**Things to do**
(a) Say whether each statement below agrees with the mailing list thread on SMS two-factor authentication, answering yes or no and quoting the deciding words of the thread. (i) Randy Bush dislikes carrying a different hardware token for everyone who wants to use hardware 2FA with him. (ii) Mel Beckman says a hardware token can serve only one account. (iii) Mel Beckman says low-income people are the targets of identity thieves.
(b) Write the next part of the mailing list thread on SMS two-factor authentication, starting right after its last sentence.
+++ Document extract +++
Re: Malicious SS7 activity and why SMS should never by used for 2FA

2021-04-19 Thread Randy Bush
> I'd add to that that people probably shouldn't treat phones as a
> significant increase in security, it's not really the out-of-band
> device that it used to be/was in the 1990s. Today, it basically
> equates to a second computer and the probability that the second
> computer is also compromised isn't overly unrealistic.

by the same attacker?  raises the bar a bit.  it's just a second factor,
not a guarantee.

i am a fan of the google token and don't like having to carry a
different hw token for everyone who wants to hw 2fa me.

but i think $ubject is correct.  sms 2fa is roadkill.

randy

---
ra...@psg.com
`gpg --locate-external-keys --auto-key-locate wkd ra...@psg.com`
signatures are back, thanks to dmarc header butchery


Re: Malicious SS7 activity and why SMS should never by used for 2FA

2021-04-19 Thread Mel Beckman
Tom,

Well, yes, not everyone can afford all technology options. That’s life. One has 
to wonder how someone who needs to protect online accounts cannot afford a $30 
hardware token (which can be shared across several accounts). These low-income 
people are not the targets of identity thieves, spear fishers, or data 
ransomers. Unlike you, I AM arguing against something: SMS as a 2FA token. In 
this case I don’t think we have ignored low-income users, for the same reason 
that home alarm security aren't ignoring low-income users who can’t afford 
their products. It’s certainly no reason to hobble security for the rest of us.
+++ Extracted records +++
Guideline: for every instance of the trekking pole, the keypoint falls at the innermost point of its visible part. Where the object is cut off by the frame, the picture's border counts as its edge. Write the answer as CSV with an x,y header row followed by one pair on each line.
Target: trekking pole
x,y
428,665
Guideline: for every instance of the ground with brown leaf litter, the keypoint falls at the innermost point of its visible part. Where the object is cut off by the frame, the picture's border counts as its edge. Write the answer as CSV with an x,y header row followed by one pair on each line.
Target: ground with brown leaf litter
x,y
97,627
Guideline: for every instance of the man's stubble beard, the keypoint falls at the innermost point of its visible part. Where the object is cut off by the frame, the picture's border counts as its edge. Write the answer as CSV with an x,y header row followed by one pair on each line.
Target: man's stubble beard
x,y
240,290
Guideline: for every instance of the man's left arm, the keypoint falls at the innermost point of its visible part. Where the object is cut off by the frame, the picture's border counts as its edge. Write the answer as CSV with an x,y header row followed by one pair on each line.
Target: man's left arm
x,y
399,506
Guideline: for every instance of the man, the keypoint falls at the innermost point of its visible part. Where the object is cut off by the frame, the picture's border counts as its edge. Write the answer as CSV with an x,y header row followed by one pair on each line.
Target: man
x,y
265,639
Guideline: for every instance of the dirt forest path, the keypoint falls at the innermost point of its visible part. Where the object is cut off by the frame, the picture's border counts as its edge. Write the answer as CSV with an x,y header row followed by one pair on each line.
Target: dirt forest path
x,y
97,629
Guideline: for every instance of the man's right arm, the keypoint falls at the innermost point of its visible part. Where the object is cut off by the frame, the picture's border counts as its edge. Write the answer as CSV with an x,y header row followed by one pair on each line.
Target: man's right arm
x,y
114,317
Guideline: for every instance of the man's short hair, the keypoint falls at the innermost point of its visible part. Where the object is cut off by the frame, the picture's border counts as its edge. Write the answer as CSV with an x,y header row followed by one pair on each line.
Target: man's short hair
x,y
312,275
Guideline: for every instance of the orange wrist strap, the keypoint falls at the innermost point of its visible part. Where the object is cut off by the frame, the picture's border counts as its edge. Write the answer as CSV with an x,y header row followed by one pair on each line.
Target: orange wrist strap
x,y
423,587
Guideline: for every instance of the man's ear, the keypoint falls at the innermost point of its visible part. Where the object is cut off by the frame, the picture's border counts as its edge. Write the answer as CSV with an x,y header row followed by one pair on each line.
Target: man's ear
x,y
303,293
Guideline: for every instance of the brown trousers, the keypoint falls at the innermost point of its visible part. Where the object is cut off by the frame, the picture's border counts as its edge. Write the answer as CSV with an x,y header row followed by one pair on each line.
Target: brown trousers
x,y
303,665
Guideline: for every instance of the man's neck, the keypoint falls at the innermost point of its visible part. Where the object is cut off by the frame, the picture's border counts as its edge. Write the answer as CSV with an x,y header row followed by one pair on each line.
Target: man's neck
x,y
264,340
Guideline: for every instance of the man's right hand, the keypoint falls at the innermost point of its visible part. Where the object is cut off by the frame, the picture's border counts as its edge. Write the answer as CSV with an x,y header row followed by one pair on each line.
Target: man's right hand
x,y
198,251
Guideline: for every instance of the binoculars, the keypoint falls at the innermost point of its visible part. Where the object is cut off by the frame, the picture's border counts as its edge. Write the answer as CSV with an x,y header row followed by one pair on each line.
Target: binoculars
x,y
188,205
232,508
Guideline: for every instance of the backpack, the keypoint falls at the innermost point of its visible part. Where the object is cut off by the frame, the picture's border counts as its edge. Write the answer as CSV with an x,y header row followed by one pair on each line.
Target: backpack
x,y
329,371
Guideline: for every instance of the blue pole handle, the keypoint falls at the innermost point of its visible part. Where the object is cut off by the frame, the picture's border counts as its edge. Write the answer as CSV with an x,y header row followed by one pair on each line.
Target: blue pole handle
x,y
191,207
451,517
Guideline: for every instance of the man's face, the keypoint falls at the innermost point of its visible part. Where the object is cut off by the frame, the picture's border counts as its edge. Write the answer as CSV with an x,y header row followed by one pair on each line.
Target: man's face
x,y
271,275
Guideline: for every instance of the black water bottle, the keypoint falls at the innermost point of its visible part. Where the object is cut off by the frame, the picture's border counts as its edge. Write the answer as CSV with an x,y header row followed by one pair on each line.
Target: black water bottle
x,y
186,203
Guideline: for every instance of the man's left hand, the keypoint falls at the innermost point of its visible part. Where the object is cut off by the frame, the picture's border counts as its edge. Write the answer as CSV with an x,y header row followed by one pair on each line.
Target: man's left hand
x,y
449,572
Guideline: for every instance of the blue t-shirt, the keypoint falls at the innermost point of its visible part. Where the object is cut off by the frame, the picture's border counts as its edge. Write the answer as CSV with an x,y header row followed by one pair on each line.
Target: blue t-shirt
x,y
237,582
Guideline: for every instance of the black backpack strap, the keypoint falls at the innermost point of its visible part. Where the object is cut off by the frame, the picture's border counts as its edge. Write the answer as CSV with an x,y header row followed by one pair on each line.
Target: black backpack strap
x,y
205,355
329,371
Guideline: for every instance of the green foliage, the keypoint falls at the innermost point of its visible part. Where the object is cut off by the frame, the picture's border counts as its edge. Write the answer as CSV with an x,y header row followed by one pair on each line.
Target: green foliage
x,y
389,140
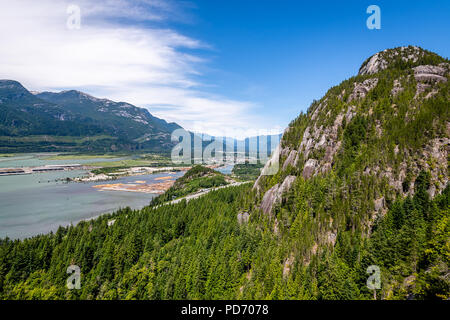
+++
**Answers to the exercises**
(a)
(i) Yes: "don't like having to carry a different hw token for everyone who wants to hw 2fa me."
(ii) No: "(which can be shared across several accounts)"
(iii) No: "These low-income people are not the targets of identity thieves, spear fishers, or data ransomers."

(b)
 -mel


On Apr 19, 2021, at 6:07 AM, Tom Beecher 
mailto:beec...@beecher.cc>> wrote:

HW tokens are great, sure.

Except there is a lot of overlap in the Venn diagram between those who still 
use feature phones and those that spending $30 on said hardware token is 
financially obtrusive. ( Not to mention that every hardware token I can 
remember looking at requires an app to set themselves up in the first place, 
and if this is for the people who can't install apps, that's an interesting 
circular dependency. )

I'm not arguing for or against anything here honestly. I'm just pointing out 
that we ( as in the technical community we ) have a tendency to put forward 
solutions that completely ignore what might be reasonably feasible for those of 
lower income , or parts of the world not as technologically developed as we 
might be in ourselves, and we should try to shrink that gap whenever possible, 
not make it worse.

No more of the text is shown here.